What is needed: Only the number is wanted: how many lines below include "rough"?
%%
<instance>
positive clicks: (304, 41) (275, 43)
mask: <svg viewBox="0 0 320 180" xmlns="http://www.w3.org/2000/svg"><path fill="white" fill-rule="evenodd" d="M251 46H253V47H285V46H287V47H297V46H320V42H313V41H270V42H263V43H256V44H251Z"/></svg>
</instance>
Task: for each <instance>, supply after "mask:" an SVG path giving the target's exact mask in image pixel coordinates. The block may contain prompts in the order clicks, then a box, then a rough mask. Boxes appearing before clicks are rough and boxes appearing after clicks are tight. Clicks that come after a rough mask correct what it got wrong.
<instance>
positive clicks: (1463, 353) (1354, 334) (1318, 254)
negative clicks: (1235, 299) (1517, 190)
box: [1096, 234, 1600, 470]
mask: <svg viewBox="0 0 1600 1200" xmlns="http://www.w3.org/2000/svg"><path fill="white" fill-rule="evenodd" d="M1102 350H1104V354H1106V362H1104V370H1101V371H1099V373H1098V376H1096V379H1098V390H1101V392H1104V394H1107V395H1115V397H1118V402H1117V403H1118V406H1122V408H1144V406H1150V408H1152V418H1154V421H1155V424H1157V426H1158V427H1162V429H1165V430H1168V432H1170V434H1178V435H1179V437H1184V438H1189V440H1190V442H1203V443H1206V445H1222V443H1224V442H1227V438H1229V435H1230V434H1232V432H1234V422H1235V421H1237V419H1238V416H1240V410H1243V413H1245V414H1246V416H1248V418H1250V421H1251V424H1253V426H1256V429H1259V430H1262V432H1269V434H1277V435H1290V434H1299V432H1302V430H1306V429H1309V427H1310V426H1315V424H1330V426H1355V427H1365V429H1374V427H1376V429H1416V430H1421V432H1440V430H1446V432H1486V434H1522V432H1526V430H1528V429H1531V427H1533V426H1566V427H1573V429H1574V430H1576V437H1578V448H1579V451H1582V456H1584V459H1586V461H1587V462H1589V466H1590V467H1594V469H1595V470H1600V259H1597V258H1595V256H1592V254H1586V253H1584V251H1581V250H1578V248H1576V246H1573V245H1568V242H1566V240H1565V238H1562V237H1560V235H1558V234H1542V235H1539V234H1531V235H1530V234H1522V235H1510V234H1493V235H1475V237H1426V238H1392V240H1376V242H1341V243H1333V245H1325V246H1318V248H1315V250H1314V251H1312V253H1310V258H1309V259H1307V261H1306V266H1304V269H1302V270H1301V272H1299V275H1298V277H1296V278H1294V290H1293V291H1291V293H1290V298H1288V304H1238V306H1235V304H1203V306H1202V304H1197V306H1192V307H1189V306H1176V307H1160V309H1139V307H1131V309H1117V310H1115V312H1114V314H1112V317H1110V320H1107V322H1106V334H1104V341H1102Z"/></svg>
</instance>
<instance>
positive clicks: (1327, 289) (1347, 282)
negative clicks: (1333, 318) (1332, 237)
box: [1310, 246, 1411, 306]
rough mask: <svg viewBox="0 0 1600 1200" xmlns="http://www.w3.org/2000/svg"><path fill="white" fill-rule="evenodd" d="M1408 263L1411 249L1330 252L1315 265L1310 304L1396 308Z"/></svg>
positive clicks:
%%
Exercise solution: 2